Opdracht -
Wil je een stuk uit de reactie op Ab Gietelink hieronder woordelijk overschrijven? Begin bij de woorden met "Met betrekking tot" en stop na "en transparante intersubjectiviteit.".

Tekstfragment -
※

Reactie
op Ab Gietelink
In zijn
bijdrage aan het vorige Federatie Nieuws stelt Ab Gietelink het functioneren
van het Fonds voor de Amateurkunst en Podiumkunsten aan de kaak. Zijn
belangrijkste bezwaar richt zich op de beoordelingsprocedures van het
Fonds, waarin willekeurige commissieleden achter gesloten deuren op
basis van papieren aanvragen een monopolistisch smaakoordeel vellen.
Met betrekking tot de Mondriaan Stichting en het Fonds voor beeldende
kunsten, vormgeving en bouwkunst (Fonds BKVB) zijn dezelfde kritische
geluiden te horen. De Mondriaan Stichting is in de ogen van veel beeldend
kunstenaars een gesloten bastion waar men in een select gezelschap bepaalt
welke artistieke ontwikkelingen van actueel belang zijn voor Nederland
en de wereldgemeenschap. Het Fonds BKVB streeft in haar taakuitoefening
uitdrukkelijk naar controleerbare en transparante intersubjectiviteit.

※

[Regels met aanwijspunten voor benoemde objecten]
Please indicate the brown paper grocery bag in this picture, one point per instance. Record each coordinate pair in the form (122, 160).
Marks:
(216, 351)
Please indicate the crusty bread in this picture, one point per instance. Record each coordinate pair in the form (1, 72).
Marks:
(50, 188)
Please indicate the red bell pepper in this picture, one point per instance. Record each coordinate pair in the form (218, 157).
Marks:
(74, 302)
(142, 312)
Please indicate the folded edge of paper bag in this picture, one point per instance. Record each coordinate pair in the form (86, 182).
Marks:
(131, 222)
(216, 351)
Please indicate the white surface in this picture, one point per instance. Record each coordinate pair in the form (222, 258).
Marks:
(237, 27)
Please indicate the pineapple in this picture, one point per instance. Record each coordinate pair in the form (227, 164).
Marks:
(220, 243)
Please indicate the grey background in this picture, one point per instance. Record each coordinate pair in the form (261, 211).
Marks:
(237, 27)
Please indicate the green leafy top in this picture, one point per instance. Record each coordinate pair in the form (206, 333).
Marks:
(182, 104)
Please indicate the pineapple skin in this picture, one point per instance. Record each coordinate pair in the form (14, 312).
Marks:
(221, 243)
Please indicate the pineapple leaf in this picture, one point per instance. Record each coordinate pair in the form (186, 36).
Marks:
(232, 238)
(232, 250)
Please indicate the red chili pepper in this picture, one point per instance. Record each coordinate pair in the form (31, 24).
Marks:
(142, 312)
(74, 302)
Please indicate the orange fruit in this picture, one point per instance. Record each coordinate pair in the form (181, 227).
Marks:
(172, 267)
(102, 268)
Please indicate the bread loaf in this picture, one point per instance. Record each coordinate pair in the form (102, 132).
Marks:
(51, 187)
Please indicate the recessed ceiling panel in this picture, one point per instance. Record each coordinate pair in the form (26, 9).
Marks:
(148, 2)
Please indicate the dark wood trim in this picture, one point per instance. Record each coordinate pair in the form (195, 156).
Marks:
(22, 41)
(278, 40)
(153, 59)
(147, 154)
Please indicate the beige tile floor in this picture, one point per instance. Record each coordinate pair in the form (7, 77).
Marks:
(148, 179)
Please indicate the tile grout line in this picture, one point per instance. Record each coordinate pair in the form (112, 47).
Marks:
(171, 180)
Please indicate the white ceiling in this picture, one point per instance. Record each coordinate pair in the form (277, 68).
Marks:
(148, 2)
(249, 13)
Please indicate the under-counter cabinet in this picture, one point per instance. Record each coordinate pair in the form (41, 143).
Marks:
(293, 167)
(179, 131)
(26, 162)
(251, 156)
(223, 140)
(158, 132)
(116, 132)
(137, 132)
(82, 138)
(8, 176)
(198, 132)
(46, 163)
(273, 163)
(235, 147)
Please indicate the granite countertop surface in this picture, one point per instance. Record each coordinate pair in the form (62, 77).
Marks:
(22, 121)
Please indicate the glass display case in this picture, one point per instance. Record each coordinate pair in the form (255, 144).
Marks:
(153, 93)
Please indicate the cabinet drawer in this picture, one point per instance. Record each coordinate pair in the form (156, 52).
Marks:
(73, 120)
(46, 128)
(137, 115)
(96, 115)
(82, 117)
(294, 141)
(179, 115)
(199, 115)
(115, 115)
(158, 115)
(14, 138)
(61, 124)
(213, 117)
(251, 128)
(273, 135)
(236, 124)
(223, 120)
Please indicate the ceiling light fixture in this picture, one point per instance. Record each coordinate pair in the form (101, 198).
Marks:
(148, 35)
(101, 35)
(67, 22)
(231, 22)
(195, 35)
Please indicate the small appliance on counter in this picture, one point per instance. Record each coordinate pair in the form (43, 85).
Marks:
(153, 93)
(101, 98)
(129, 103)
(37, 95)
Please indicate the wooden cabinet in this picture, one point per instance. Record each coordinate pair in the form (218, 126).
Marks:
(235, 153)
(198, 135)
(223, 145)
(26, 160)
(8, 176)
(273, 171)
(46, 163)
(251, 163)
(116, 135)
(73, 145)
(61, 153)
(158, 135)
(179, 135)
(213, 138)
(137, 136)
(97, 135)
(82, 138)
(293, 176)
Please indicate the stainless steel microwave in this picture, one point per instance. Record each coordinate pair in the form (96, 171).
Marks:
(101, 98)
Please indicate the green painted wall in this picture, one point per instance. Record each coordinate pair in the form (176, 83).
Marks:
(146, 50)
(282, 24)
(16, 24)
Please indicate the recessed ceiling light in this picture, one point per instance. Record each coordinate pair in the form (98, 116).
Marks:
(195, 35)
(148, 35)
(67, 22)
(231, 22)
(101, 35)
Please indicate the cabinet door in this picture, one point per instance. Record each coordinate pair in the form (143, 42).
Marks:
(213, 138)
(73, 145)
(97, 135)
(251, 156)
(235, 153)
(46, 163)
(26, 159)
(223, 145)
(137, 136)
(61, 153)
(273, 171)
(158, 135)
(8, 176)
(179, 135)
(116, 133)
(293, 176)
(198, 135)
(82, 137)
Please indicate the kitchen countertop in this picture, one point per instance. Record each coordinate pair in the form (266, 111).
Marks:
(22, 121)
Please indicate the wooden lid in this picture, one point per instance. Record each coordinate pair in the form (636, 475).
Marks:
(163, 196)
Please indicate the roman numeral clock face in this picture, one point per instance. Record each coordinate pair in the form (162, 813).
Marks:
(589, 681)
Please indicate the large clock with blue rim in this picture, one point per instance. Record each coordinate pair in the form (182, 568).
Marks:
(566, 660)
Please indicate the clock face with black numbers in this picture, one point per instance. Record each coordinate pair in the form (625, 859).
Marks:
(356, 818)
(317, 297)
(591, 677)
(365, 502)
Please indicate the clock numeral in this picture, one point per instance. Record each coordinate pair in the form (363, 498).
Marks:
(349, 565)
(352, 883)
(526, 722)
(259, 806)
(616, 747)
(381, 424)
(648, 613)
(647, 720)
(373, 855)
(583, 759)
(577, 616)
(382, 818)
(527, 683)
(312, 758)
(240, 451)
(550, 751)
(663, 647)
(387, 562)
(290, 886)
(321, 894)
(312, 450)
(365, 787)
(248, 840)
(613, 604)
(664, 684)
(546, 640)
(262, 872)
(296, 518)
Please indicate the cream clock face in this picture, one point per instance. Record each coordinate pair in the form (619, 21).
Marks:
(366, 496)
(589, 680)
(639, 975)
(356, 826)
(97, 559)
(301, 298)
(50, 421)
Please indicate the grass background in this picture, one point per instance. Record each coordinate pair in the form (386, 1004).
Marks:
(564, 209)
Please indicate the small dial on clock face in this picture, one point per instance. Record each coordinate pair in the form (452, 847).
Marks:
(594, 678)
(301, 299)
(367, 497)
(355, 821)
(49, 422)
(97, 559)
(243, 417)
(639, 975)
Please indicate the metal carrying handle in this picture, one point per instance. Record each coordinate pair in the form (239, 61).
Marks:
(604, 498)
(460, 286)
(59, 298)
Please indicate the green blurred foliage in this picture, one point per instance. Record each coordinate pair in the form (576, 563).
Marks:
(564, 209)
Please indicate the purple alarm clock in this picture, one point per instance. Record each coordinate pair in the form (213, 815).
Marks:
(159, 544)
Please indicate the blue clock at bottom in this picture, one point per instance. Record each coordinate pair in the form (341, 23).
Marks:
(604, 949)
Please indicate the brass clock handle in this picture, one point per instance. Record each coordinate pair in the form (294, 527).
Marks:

※

Antwoord -
Met betrekking tot de Mondriaan Stichting en het Fonds voor beeldende
kunsten, vormgeving en bouwkunst (Fonds BKVB) zijn dezelfde kritische
geluiden te horen. De Mondriaan Stichting is in de ogen van veel beeldend
kunstenaars een gesloten bastion waar men in een select gezelschap bepaalt
welke artistieke ontwikkelingen van actueel belang zijn voor Nederland
en de wereldgemeenschap. Het Fonds BKVB streeft in haar taakuitoefening
uitdrukkelijk naar controleerbare en transparante intersubjectiviteit.